I think all contact sports should be at a halt. Where do you put the anger? Put it towards understanding that a pandemic that has taken so many lives in all age groups continue to rise, because there are a number of people who just don't want to deal with COVID in the way we are told by the professionals.

Use this as a teaching time for students and adults who would rather enjoy today and feel tomorrow will take care of itself. It's that thinking that has gotten us here today. Infections, hospitalizations and death on the rise. Teach that we need to be less social, limit contact outside of your household, and only go out when necessary to grocery shop, dental & doctor visits, and work when masked and distancing it available. Do this and the numbers will drop and we can begin again with strict guidelines.

Until then, we will continue to have issues with angry people wanting to hide their heads in the sand and hope it away, thinking only of themselves and their desires. We all want it to be 'Normal' again, but it can't be until we stop the virus.

Teach, learn and have patience, because we are still alive and able to do so unlike the over 200,000 that have lost their lives because of their contact with COVID.


David Leslie
Registered user
Pleasanton Valley
on Nov 26, 2020 at 11:34 pm
David Leslie, Pleasanton Valley
Registered user
on Nov 26, 2020 at 11:34 pm

With Covid 19 case numbers, positive test rates and deaths rates all rising, pushing back the start date for high-school sports sounds like a very prudent decision. A sharp increase in cases in the fall and winter months has been anticipated since the pandemic began, so I never understood why a December start date was set in the first place. Schools have a responsibility for the safety of their students and, in a time of pandemic, their families as well.

This is a difficult time for all of us, but consider how difficult is it for those losing their loved ones. Every one of the 259,000 people who have died so far have left behind spouses, children, brothers and sisters who now have emotional holes in their lives that can never be filled. When we bring groups of people together we create risks not only for the participants but for for their families and anyone with whom they'll have close contact. We know this. Kids need sports in their lives, and could really use it right now, but how many kids do you think would trade a parent or sibling for the chance to play sports in school? That is a very real risk.

Task item A:
Answer these questions about the comments on COVID and high-school sports:
(i) How many people does the opening comment say have lost their lives because of contact with COVID?
(ii) What date and time is shown for David Leslie's comment?
(iii) In which month had the start date for high-school sports originally been set, according to David Leslie?
Task item B: Transcribe everything in the comments on COVID and high-school sports from "Until then, we" down to "contact with COVID.".
Task item C: Go on with the comments on COVID and high-school sports from the point where they stop.

(Records from a data source)
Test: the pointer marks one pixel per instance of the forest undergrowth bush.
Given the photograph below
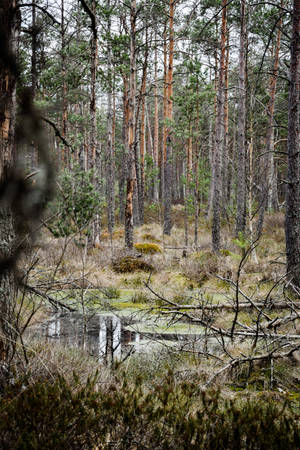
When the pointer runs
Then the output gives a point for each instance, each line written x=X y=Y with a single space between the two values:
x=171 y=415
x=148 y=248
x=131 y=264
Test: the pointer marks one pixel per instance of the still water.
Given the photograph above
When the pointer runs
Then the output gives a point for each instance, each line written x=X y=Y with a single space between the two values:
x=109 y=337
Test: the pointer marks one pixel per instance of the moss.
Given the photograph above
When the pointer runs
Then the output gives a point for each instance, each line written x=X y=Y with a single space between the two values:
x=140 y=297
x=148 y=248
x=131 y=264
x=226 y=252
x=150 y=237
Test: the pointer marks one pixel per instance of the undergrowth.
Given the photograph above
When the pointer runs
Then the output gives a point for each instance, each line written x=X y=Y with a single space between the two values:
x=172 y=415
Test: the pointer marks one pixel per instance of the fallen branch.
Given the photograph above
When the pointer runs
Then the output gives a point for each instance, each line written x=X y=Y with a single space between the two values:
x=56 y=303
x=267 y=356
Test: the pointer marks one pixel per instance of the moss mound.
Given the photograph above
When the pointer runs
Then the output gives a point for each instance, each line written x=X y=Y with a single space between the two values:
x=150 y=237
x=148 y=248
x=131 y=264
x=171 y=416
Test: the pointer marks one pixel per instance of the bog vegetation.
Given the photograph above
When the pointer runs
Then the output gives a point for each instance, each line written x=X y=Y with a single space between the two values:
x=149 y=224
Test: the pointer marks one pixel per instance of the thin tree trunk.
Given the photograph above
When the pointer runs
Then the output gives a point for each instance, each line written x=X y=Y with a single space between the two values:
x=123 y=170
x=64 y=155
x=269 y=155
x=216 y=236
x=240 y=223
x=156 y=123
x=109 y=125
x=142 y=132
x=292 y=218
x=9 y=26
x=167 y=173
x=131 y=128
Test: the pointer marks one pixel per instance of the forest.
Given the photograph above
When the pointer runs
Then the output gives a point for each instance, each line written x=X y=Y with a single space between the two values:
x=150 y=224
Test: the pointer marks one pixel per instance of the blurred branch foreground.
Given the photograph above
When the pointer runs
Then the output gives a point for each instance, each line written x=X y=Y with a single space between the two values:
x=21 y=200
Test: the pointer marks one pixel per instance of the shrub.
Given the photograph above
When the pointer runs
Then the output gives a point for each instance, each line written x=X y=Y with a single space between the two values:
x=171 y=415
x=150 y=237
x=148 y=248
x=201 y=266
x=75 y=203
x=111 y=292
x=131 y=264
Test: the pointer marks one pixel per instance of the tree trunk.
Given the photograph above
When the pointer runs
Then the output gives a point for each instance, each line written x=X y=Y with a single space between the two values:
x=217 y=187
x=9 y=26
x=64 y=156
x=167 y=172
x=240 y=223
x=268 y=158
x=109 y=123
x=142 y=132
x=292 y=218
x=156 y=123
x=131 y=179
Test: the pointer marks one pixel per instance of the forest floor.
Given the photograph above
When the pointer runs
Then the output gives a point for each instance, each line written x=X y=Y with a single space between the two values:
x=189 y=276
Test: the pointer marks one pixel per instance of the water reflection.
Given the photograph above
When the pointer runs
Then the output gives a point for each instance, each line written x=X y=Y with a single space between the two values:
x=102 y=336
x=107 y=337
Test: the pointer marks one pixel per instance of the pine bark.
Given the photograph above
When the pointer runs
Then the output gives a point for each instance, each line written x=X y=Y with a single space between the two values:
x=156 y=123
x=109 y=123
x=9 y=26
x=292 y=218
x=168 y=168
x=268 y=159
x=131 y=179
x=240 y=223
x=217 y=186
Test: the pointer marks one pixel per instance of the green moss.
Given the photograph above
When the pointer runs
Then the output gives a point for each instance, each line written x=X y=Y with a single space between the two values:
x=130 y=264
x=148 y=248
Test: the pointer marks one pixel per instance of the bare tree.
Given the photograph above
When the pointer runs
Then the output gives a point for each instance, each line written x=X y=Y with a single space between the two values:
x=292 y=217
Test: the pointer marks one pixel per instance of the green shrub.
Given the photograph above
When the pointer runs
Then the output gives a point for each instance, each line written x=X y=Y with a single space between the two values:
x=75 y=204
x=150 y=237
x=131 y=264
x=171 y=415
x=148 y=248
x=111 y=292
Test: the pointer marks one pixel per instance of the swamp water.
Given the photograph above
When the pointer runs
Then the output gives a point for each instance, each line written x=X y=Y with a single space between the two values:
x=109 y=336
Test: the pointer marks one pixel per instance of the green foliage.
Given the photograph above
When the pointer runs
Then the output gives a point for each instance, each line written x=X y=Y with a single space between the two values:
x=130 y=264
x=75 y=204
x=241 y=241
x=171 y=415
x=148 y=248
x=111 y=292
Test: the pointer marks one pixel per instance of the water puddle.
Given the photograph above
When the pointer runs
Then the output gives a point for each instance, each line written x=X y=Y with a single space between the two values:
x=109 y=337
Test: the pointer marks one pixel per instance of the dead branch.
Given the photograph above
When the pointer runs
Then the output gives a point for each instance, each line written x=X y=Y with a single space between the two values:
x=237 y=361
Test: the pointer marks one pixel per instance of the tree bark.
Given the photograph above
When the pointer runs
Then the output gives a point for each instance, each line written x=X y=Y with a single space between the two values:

Response A:
(i) Over 200,000
(ii) Nov 26, 2020 at 11:34 pm
(iii) December

Response B:
Until then, we will continue to have issues with angry people wanting to hide their heads in the sand and hope it away, thinking only of themselves and their desires. We all want it to be 'Normal' again, but it can't be until we stop the virus.

Teach, learn and have patience, because we are still alive and able to do so unlike the over 200,000 that have lost their lives because of their contact with COVID.

Response C:
I find this sort of "mad as hell" talk about prudent restrictions to be unproductive and irresponsible. If we hope to slow the spread of this deadly pandemic, we need to work together, not against each other. When you wear a mask and follow the advice of our health experts you're not just protecting yourself, you're protecting all of us.


Joe
Registered user
Pleasanton Valley
on Nov 27, 2020 at 8:39 pm
Joe, Pleasanton Valley
Registered user
on Nov 27, 2020 at 8:39 pm
Franco
Registered user
Vineyard Hills
on Nov 28, 2020 at 5:03 pm
Franco, Vineyard Hills
Registered user
on Nov 28, 2020 at 5:03 pm

When I read that line about "someone behind a desk" and "trying to live their lives" it "made me mad as hell". The first phrase is code for thousands of public health officials trying to save lives and even more thousands of frontline medical workers fighting to save people on ventilators so that THEY could live their lives. But the author's priority is self-centered around his "sports". The insidiousness of covid doesn't care about his sports and providing superspreader events so sporta can satisfy his "living his life" simply ignores the reality of how that ends up killing people who want to live their lives.


Mike
Registered user
Val Vista
on Dec 8, 2020 at 9:16 am
Mike, Val Vista
Registered user
on Dec 8, 2020 at 9:16 am

Direct your anger? How about directing your anger at the people responsible for the magnitude of this pandemic. The folks that we elected to run our country that have ignored science. In a simple word: Republicans. They deserve every bit of anger you can muster. But then again you could also grow up, feel your anger and realize it is misplaced and work on solving the problem by encouraging others to wear masks, wash hands and avoid going out. But I suspect being a grownup is beyond your capacity.